* **VORLIEGENDER TEXT**
+++

Ebenso viele sprachen sich dagegen aus. Deren Fazit: »Wem nutzt so etwas? Den Toten nicht - und den Hinterbliebenen auch nicht. Das ist doch kein Trost! Das Geld sollte man lieber den Familien geben.« Schließlich machte ein Schüler den Vorschlag: »Man sollte das Ehrenmal bauen und zwar genau dort, wo es der Verteidigungsminister haben will: am Antret-Platz am Bendlerblock. Wenn die jungen Soldaten sich dann dort aufstellen, um den Eid zu leisten und sie sehen die Inschrift ›Den Toten der Bundeswehr!‹, spätestens dann müssten sie doch eigentlich auf der Stelle umkehren und Schluss machen mit der Bundeswehr!«
Ein Teil der Klasse lachte, ein anderer schwieg betreten. Dann sagte die Schülerin, deren Bruder in Afghanistan ist: »Von selbst entlarvt sich so ein Denkmal aber nur für ganz wenige. Für die, die sowieso dagegen sind. Für die anderen müsste man etwas anderes erfinden.«

Etwas anderes erfinden! Wäre das möglich? Und wer könnte dies bewerkstelligen? In ihrem Antrag (Drucksache 16/5891) stellt die Fraktion DIE LINKE im Bundestag fest: »Die große Mehrheit der Deutschen beharrt auf dem Verteidigungsauftrag der Bundeswehr, wie ihn das Grundgesetz festlegt, und lehnt die Einsätze der Bundeswehr im Ausland ab. Diese Mehrheit ist nicht an einem Ehrenmal interessiert, sondern an einer Politik, die dem Verfassungsauftrag nachkommt und sich aus Kriegseinsätzen und Kriegsbeteiligungen im Ausland heraushält.«

Wie haben wir diese Forderung als Fraktion mehrheitlich begründet? Dass ein Totengedenken für Soldaten nicht mit dem Begriff »Ehre« einhergehen darf! Der Begriff »Ehre« legt nahe, dass es wieder ehrenvoll sein soll, in einen Krieg zu ziehen und zu sterben.

Wollen wir tatsächlich wieder sagen: »Es ist süß und ehrenvoll, fürs Vaterland zu sterben« wie der römische Dichter Horaz? Und wer denkt dann an die »Ehre« der Männer, Frauen und Kinder, die in diesen Kriegen getötet werden - von deutschen Soldaten oder ihren Verbündeten? Nein, wir brauchen kein »Ehrenmal«, das den Soldatentod verklärt, wir brauchen stattdessen ein »Mahnmal« für sämtliche Opfer der gegenwärtigen Kriege, besonders aus der Zivilbevölkerung, aber auch für die umgekommenen Soldaten. Wir brauchen ein Denkmal, das das Nachdenken über den Sinn der Opfer ermöglicht.

+++

* **DEINE AUFGABEN**
1. Beantworte zum Text über das Bundeswehr-Ehrenmal diese Fragen:
(a) An welchem Ort soll das Ehrenmal nach dem Vorschlag des Schülers gebaut werden?
(b) Welche Drucksachennummer hat der Antrag der Fraktion DIE LINKE?
(c) Welcher römische Dichter wird mit dem Satz über den Tod fürs Vaterland genannt?
2. Schreib bitte aus dem Text über das Bundeswehr-Ehrenmal den Abschnitt von „Wie haben wir“ bis „der Opfer ermöglicht.“ wortgetreu ab.

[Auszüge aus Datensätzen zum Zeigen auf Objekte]
+++

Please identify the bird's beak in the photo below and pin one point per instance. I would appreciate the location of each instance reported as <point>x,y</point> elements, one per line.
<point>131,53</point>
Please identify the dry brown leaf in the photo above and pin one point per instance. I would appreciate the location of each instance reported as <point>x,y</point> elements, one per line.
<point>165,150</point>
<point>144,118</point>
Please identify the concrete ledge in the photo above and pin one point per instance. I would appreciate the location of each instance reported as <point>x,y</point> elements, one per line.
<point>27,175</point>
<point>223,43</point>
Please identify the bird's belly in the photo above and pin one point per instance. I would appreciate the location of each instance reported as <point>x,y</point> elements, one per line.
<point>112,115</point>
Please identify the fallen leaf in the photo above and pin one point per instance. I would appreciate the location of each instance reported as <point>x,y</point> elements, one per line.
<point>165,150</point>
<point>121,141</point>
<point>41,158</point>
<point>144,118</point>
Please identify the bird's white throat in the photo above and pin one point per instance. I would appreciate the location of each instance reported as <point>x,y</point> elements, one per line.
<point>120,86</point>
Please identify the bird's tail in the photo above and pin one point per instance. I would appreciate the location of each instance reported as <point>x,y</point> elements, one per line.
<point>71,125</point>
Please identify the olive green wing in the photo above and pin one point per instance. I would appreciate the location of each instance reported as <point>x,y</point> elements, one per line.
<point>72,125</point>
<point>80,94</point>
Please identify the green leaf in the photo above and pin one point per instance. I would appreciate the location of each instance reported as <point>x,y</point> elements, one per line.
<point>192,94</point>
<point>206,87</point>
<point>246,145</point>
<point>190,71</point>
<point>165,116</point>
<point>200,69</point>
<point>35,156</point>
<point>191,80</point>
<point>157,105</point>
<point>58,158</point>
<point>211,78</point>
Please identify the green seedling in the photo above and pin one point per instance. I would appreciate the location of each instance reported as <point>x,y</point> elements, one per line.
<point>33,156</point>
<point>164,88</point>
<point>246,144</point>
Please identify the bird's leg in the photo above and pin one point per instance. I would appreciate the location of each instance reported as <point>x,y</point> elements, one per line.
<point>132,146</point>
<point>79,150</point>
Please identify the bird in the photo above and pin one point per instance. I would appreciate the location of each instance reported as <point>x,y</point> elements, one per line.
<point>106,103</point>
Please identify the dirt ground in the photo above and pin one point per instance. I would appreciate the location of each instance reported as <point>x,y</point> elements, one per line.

+++

* **DIE ANTWORTEN**
1.
(a) Am Antret-Platz am Bendlerblock
(b) 16/5891
(c) Horaz

2.
Wie haben wir diese Forderung als Fraktion mehrheitlich begründet? Dass ein Totengedenken für Soldaten nicht mit dem Begriff »Ehre« einhergehen darf! Der Begriff »Ehre« legt nahe, dass es wieder ehrenvoll sein soll, in einen Krieg zu ziehen und zu sterben.

Wollen wir tatsächlich wieder sagen: »Es ist süß und ehrenvoll, fürs Vaterland zu sterben« wie der römische Dichter Horaz? Und wer denkt dann an die »Ehre« der Männer, Frauen und Kinder, die in diesen Kriegen getötet werden - von deutschen Soldaten oder ihren Verbündeten? Nein, wir brauchen kein »Ehrenmal«, das den Soldatentod verklärt, wir brauchen stattdessen ein »Mahnmal« für sämtliche Opfer der gegenwärtigen Kriege, besonders aus der Zivilbevölkerung, aber auch für die umgekommenen Soldaten. Wir brauchen ein Denkmal, das das Nachdenken über den Sinn der Opfer ermöglicht.